▶ _Problem requirements_:
Transcribe each line of the material as it is, and drop any picture.

▶ _Information shown_:
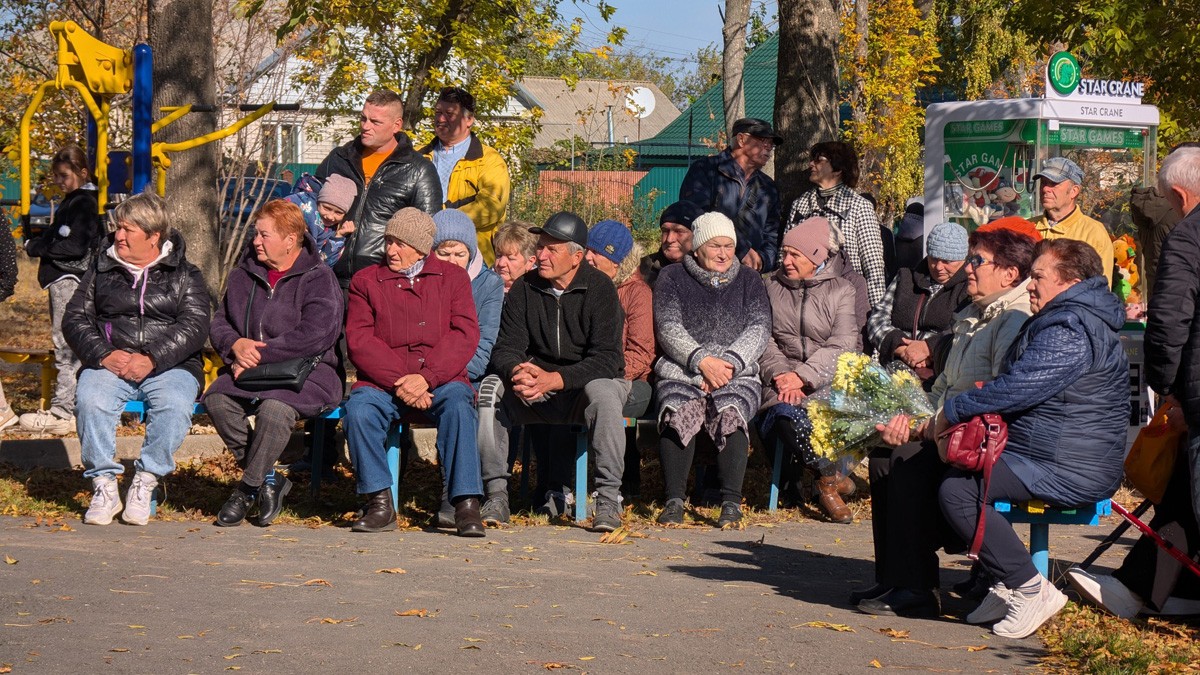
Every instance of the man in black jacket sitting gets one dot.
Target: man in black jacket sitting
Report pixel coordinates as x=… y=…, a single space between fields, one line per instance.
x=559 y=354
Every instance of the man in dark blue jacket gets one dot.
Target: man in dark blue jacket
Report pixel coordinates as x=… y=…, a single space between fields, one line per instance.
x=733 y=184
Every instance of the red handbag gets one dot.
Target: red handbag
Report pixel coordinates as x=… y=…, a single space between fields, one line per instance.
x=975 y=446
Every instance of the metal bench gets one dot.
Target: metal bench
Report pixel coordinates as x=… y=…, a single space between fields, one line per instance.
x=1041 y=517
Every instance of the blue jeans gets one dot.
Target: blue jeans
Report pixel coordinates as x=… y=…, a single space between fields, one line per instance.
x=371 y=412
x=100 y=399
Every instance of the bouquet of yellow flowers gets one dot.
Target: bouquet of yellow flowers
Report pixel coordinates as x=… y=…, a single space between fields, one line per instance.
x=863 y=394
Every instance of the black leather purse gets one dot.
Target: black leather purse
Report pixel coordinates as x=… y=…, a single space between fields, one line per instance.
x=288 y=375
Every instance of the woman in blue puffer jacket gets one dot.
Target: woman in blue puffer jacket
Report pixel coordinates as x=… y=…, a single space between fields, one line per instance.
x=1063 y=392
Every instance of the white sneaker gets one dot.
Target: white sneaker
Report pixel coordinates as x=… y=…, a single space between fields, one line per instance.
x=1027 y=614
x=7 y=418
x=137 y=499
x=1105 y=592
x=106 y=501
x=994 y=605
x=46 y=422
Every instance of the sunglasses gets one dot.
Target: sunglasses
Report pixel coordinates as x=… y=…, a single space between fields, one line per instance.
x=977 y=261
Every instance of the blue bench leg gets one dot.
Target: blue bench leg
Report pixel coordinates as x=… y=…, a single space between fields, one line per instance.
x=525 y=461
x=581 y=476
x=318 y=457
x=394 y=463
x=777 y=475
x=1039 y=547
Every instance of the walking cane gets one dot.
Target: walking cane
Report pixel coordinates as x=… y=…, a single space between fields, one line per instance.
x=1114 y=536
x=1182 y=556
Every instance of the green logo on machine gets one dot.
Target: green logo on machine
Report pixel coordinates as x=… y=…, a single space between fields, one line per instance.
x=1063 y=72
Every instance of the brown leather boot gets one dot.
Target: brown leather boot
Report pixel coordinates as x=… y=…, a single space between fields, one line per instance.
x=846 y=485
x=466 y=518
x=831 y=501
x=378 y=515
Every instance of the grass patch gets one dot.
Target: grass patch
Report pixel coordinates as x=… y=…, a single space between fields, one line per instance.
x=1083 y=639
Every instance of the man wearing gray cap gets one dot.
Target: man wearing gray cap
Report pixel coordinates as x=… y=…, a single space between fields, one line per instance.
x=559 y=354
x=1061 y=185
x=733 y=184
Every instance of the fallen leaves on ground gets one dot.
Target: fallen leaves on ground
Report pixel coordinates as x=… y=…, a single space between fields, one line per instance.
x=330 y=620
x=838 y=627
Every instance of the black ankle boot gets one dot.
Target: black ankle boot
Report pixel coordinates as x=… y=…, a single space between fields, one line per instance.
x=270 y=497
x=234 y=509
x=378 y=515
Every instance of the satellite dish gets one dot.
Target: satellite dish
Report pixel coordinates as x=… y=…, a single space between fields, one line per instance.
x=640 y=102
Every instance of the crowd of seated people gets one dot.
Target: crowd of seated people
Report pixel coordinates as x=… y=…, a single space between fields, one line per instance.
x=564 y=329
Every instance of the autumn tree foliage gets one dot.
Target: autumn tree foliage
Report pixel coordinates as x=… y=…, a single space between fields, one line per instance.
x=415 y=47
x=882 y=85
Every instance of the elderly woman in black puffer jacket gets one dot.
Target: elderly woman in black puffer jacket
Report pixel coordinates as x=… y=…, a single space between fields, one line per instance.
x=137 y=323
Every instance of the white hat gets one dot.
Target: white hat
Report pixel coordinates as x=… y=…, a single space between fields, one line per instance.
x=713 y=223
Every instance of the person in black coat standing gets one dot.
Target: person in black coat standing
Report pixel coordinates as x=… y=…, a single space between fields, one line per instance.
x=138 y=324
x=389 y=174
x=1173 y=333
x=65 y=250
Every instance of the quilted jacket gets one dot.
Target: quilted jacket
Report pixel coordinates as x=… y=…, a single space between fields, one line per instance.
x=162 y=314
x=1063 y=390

▶ _Worked answer_:
Every instance of the man in black jacket sitting gets one dot.
Target: man in black jacket sitting
Report pixel coordinates as x=… y=…, a single space between fields, one line per instance.
x=559 y=354
Every instance of the man in dark blue jacket gets one dot.
Target: man in dark blue jacket
Report pixel coordinates as x=… y=…, a single space between fields, one line per instance.
x=733 y=184
Every instance of the red handbag gets one dot.
Target: red handbag
Report pixel coordinates as x=… y=…, a single space between fields, one line per instance.
x=975 y=446
Every instance of the metal bench gets one dot.
Target: metal bench
Report pixel coordinates as x=… y=…, a single space between fields, one line per instance.
x=1041 y=517
Every instance of the blue jeans gets one dot.
Target: blue jeans
Report pixel coordinates as x=… y=…, a single space between fields, one line per instance.
x=371 y=412
x=100 y=399
Every instance of the bouquet of yellow flowers gets one dot.
Target: bouquet of yellow flowers
Report pixel coordinates as x=… y=…, a single space between fields, one line per instance.
x=863 y=394
Every instance of the black leather purse gets one dot.
Target: black leather purse
Report pixel coordinates as x=… y=…, a single space between fields, one line per instance.
x=288 y=375
Every instance of the woman in blue puffer jacket gets one dot.
Target: woman in blue puffer jacket
Report pixel coordinates as x=… y=…, a single space between fields, one line per instance.
x=1063 y=392
Every instance of the white sneaker gets one dot.
Target: white sneaker
Report pixel coordinates as x=… y=…, a single space between fields, one line per instance.
x=1027 y=614
x=7 y=418
x=137 y=499
x=1105 y=592
x=106 y=501
x=994 y=605
x=46 y=422
Every instance of the sunglasses gets one dot.
Target: sunglasses
Report pixel coordinates as x=… y=…, a single space between fields, one line per instance.
x=977 y=261
Every instance of the blue bench leg gets one dot.
Target: blue bench leg
Report pixel coordinates as x=… y=…, a single space between fields, one line per instance.
x=525 y=461
x=581 y=476
x=318 y=457
x=394 y=463
x=777 y=475
x=1039 y=547
Every instance of the walking cane gets one dot.
Target: walking cane
Report pixel coordinates as x=… y=…, a single space between fields, one line per instance.
x=1114 y=536
x=1182 y=556
Every instance of the green logo on machine gets one dot.
Target: green logo on machine
Report pixel coordinates as x=… y=…, a single space between fields, one line per instance.
x=1063 y=72
Every instance of the brown leather boot gets one dot.
Target: brown leather boot
Report pixel coordinates as x=… y=…, a single space between fields, one line per instance.
x=846 y=485
x=466 y=518
x=831 y=501
x=378 y=515
Every instance of the grass patch gets one dot.
Target: grass patch
Report pixel coordinates as x=… y=…, a single space between fields, one line per instance.
x=1083 y=639
Every instance of the man wearing gray cap gets one dot.
Target: man wearing gray cap
Report pixel coordinates as x=… y=…, a single space between fields, one line per instance.
x=559 y=354
x=1061 y=185
x=733 y=184
Every instance of the fallen leaves on ground gets one dot.
Target: fallen leaves on ground
Report pixel coordinates as x=… y=…, a single space between fields, one line per instance.
x=330 y=620
x=838 y=627
Every instance of the black ankle boot gets one dot.
Target: black ankle boot
Report pixel coordinates as x=… y=…, a single space between fields, one line per instance.
x=270 y=497
x=234 y=509
x=378 y=515
Every instance of the satellite dish gets one dot.
Target: satellite dish
Report pixel coordinates as x=… y=…, a single space between fields, one line per instance.
x=640 y=102
Every instance of the crowd of seated people gets one dot.
Target: crowd of seated people
Report pixel coordinates as x=… y=…, a single space between fields, one line per instance.
x=564 y=329
Every instance of the autumn tree foliage gets one dot.
Target: autumn tree foliage
Report pixel coordinates as x=… y=…, a single space between fields, one line per instance.
x=415 y=47
x=882 y=85
Every instance of the elderly woman in black puffer jacket gets one dot.
Target: elderly woman in black puffer jacket
Report pixel coordinates as x=… y=…, a single space between fields, one line per instance.
x=137 y=323
Every instance of the white hat gets one dot.
Target: white hat
Report pixel coordinates as x=… y=…, a single space between fields, one line per instance.
x=713 y=223
Every instance of the person in black coat standing gets one dot.
Target: person in black coat standing
Report pixel coordinates as x=… y=…, a single space between fields, one line per instance.
x=138 y=324
x=389 y=174
x=1173 y=333
x=65 y=250
Every instance of the quilted jacket gets one dot.
Target: quilted jacket
Report pixel coordinates as x=… y=…, a single space between fields, one line per instance.
x=162 y=314
x=1063 y=390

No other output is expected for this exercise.